══ MATERIALE DI PARTENZA

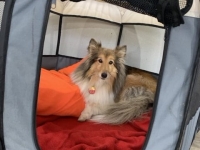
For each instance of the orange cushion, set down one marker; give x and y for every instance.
(58, 95)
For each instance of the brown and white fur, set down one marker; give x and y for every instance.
(120, 95)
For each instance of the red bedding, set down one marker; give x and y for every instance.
(66, 133)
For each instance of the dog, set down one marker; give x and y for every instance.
(113, 94)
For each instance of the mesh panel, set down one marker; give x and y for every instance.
(141, 6)
(1, 11)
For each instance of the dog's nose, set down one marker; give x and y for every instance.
(104, 75)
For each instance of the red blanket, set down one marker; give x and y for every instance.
(66, 133)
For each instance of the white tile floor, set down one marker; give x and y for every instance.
(196, 142)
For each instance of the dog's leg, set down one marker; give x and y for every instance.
(86, 113)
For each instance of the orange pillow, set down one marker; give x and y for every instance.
(58, 95)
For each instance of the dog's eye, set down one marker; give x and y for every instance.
(111, 62)
(100, 60)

════

COSA PRODURRE:
Trasforma tutto il materiale qui sopra in una tabella Markdown con due colonne, "Nr" per il numero progressivo e "Testo" per ciascuna riga. Salta le righe vuote e lascia fuori le immagini.

RISPOSTA:
| Nr | Testo |
|---|---|
| 1 | For each instance of the orange cushion, set down one marker; give x and y for every instance. |
| 2 | (58, 95) |
| 3 | For each instance of the brown and white fur, set down one marker; give x and y for every instance. |
| 4 | (120, 95) |
| 5 | For each instance of the red bedding, set down one marker; give x and y for every instance. |
| 6 | (66, 133) |
| 7 | For each instance of the dog, set down one marker; give x and y for every instance. |
| 8 | (113, 94) |
| 9 | For each instance of the mesh panel, set down one marker; give x and y for every instance. |
| 10 | (141, 6) |
| 11 | (1, 11) |
| 12 | For each instance of the dog's nose, set down one marker; give x and y for every instance. |
| 13 | (104, 75) |
| 14 | For each instance of the red blanket, set down one marker; give x and y for every instance. |
| 15 | (66, 133) |
| 16 | For each instance of the white tile floor, set down one marker; give x and y for every instance. |
| 17 | (196, 142) |
| 18 | For each instance of the dog's leg, set down one marker; give x and y for every instance. |
| 19 | (86, 113) |
| 20 | For each instance of the orange pillow, set down one marker; give x and y for every instance. |
| 21 | (58, 95) |
| 22 | For each instance of the dog's eye, set down one marker; give x and y for every instance. |
| 23 | (111, 62) |
| 24 | (100, 60) |